» **Task**
Reproduce each of the entries below word for word, without changing anything.

» **Records shown**
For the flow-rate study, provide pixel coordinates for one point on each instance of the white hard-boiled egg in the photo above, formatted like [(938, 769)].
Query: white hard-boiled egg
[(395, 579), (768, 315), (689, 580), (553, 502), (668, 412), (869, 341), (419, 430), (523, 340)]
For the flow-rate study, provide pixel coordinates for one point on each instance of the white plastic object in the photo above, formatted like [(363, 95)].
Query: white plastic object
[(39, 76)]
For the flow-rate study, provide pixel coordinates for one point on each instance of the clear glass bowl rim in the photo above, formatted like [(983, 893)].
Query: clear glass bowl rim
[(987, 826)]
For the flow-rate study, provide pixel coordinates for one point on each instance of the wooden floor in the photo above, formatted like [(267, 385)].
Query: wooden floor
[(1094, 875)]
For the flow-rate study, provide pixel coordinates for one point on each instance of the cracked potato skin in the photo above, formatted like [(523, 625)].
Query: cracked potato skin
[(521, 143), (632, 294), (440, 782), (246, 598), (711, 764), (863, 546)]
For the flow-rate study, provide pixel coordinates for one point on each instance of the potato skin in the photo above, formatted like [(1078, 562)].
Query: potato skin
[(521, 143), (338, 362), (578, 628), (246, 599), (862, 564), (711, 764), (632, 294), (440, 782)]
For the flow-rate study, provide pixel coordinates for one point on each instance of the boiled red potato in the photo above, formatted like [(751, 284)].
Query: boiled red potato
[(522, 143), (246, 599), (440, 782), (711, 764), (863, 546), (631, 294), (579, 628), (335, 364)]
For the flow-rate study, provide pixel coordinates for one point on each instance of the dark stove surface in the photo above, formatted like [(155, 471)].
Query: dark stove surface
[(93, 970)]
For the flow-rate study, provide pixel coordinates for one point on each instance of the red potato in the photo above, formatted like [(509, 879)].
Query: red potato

» **Answer to the exercise**
For the flow-rate study, provide pixel coordinates for one point on each instance of the white hard-boiled egg in the photo above, formatted like [(938, 769)].
Query: white hard-boiled egg
[(395, 579), (768, 315), (689, 580), (553, 502), (668, 412), (869, 341), (419, 430), (523, 340)]
For the flow-rate study, provide pixel coordinates for one point on each instance of the white plastic object in the photo above, formatted like [(363, 95)].
Query: white plastic object
[(39, 76)]
For the flow-rate study, provide pixel coordinates for one point on each instance of the clear glass bowl rim in the photo above, formatted like [(983, 893)].
Query: clear glass bowl rim
[(987, 826)]
For the flow-rate study, provide pixel coordinates for one point on each instance of the wooden floor in the photo above, formatted like [(267, 385)].
Query: wooden floor
[(1094, 875)]
For the flow-rate study, provide pixel coordinates for one point on each instance of the cracked potato skin in the photo above, formatted like [(523, 625)].
Query: cracked potato skin
[(521, 143), (632, 294), (440, 782), (246, 598), (711, 764), (863, 546)]
For the flow-rate study, provide pixel coordinates for one point on each instance of the potato skin in the photo above, formatted like [(1078, 562)].
Query: potato skin
[(521, 143), (338, 362), (578, 628), (246, 599), (862, 564), (711, 764), (632, 294), (440, 782)]
For the flow-rate study, provide pixel coordinates for one point on each instance of the boiled red potato in the photo above, formatted like [(751, 284)].
Query: boiled red potato
[(522, 143), (246, 599), (440, 782), (711, 764), (863, 546), (631, 294), (579, 628), (335, 364)]
For the flow-rate study, provide pixel coordinates for one point on each instance of the dark stove surface in the photo above, formatted like [(155, 471)].
Query: dark stove surface
[(93, 970)]
For the flow-rate study, provide pixel coordinates for one point on each instance of the red potato in the photo above, formatted like [(509, 879)].
Query: red potato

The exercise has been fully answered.